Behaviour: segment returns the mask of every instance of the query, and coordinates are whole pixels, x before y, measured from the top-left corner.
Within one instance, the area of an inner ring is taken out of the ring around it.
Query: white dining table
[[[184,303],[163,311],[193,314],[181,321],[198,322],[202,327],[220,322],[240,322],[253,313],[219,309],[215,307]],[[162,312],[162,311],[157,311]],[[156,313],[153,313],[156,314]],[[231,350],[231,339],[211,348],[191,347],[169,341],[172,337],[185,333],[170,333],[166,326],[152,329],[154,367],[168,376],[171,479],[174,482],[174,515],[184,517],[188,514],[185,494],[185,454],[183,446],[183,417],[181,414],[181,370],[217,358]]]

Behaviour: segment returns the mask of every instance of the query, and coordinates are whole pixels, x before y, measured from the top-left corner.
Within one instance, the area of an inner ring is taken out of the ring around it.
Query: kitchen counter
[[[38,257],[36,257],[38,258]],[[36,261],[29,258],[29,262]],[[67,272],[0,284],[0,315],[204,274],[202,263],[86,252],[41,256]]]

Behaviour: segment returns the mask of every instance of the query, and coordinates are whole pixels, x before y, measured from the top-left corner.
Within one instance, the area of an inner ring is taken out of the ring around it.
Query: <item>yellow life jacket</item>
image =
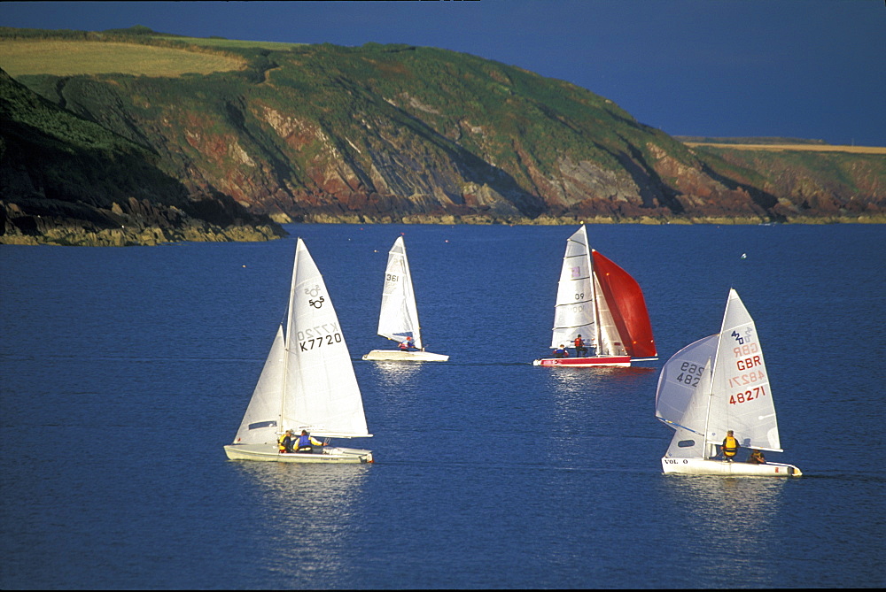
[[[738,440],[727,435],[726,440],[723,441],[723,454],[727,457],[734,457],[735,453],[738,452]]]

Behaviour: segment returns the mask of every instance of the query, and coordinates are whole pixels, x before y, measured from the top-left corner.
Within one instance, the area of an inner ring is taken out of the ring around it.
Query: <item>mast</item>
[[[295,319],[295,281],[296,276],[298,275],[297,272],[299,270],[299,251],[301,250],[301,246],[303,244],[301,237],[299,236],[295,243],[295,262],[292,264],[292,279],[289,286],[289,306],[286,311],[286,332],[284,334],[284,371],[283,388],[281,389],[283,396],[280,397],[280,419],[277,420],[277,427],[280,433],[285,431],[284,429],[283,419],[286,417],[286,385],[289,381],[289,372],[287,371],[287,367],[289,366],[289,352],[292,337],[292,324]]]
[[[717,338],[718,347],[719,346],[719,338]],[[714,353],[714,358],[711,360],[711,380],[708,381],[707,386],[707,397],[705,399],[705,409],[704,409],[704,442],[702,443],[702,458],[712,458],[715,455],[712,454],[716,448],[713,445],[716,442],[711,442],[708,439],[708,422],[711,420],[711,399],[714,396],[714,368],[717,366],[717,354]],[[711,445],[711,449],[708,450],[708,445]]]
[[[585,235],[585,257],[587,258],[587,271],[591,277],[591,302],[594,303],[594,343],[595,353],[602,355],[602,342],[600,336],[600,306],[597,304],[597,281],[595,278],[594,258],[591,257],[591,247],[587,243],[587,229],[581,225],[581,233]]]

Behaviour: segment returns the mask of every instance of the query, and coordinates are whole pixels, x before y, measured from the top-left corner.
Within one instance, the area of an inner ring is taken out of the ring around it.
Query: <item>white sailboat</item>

--------------------

### Your instructions
Return the lines of every record above without any change, leaving the picture out.

### Exercise result
Behaviour: segment returns the mask of every instance of the query, and coordinates are whole pixels, x before y, measured from the top-left corner.
Within one instance, the area of an inner ring is taken out of the ring around it.
Query: white dining table
[[[184,303],[163,311],[193,314],[181,321],[198,322],[202,327],[220,322],[240,322],[253,313],[219,309],[215,307]],[[162,312],[162,311],[157,311]],[[156,313],[153,313],[156,314]],[[231,350],[231,339],[211,348],[191,347],[169,341],[172,337],[185,333],[170,333],[166,326],[152,329],[154,367],[168,376],[171,479],[174,482],[174,515],[184,517],[188,514],[185,494],[185,454],[183,446],[183,417],[181,414],[181,370],[217,358]]]

Behaviour: segment returns the mask of every instance of the query, and coordinates are whole pixels, x before y, measured from the top-left corner.
Within one instance, the area of an inner ring is taken out of the ring around it.
Query: kitchen counter
[[[38,257],[36,257],[38,258]],[[36,261],[29,258],[29,262]],[[67,272],[0,284],[0,315],[204,274],[202,263],[86,252],[41,256]]]

Behaviour: segment returns the mask of every instance of the query, and coordinates are whole pixels, x before y, measured from the top-left corner.
Within one instance, the area of an inner ring is taken out of the ring around it.
Query: <item>yellow life jacket</item>
image =
[[[738,440],[727,435],[726,440],[723,441],[723,454],[727,457],[734,457],[735,453],[738,452]]]

Behaviour: segment returns the mask of every instance of the query, and coordinates are whole pixels, x before y, measured from the top-left corner.
Within one instance, the area of an inner ring is taken out of the ring around it.
Query: <item>mast</item>
[[[295,319],[295,281],[296,276],[298,275],[297,272],[299,270],[299,251],[301,250],[301,246],[303,244],[301,237],[299,236],[295,243],[295,262],[292,264],[292,279],[289,286],[289,306],[286,311],[286,332],[284,334],[284,371],[283,388],[281,389],[283,396],[280,397],[280,419],[277,420],[277,427],[280,433],[285,431],[284,429],[283,419],[286,417],[286,385],[289,381],[289,372],[287,371],[287,367],[289,366],[289,352],[292,337],[292,324]]]
[[[717,338],[718,347],[719,346],[719,338]],[[714,353],[714,358],[711,360],[711,380],[708,381],[707,386],[707,397],[705,399],[705,409],[704,409],[704,442],[702,443],[702,458],[712,458],[715,455],[712,454],[716,448],[713,445],[716,442],[711,442],[708,439],[708,422],[711,420],[711,399],[714,396],[714,368],[717,366],[717,354]],[[711,445],[711,449],[708,450],[708,445]]]
[[[585,235],[585,257],[587,258],[587,271],[591,277],[591,302],[594,303],[594,343],[595,353],[602,355],[602,342],[600,336],[600,306],[597,304],[597,281],[595,278],[594,258],[591,257],[591,247],[587,243],[587,229],[581,225],[581,233]]]

Behaviour: segment returns the mask of every instance of the query, and coordinates are whole pixels, x before y, measured from the top-left corner.
Within one instance, the area of an inner ring is taken out of the ring around it.
Query: <item>white sailboat</item>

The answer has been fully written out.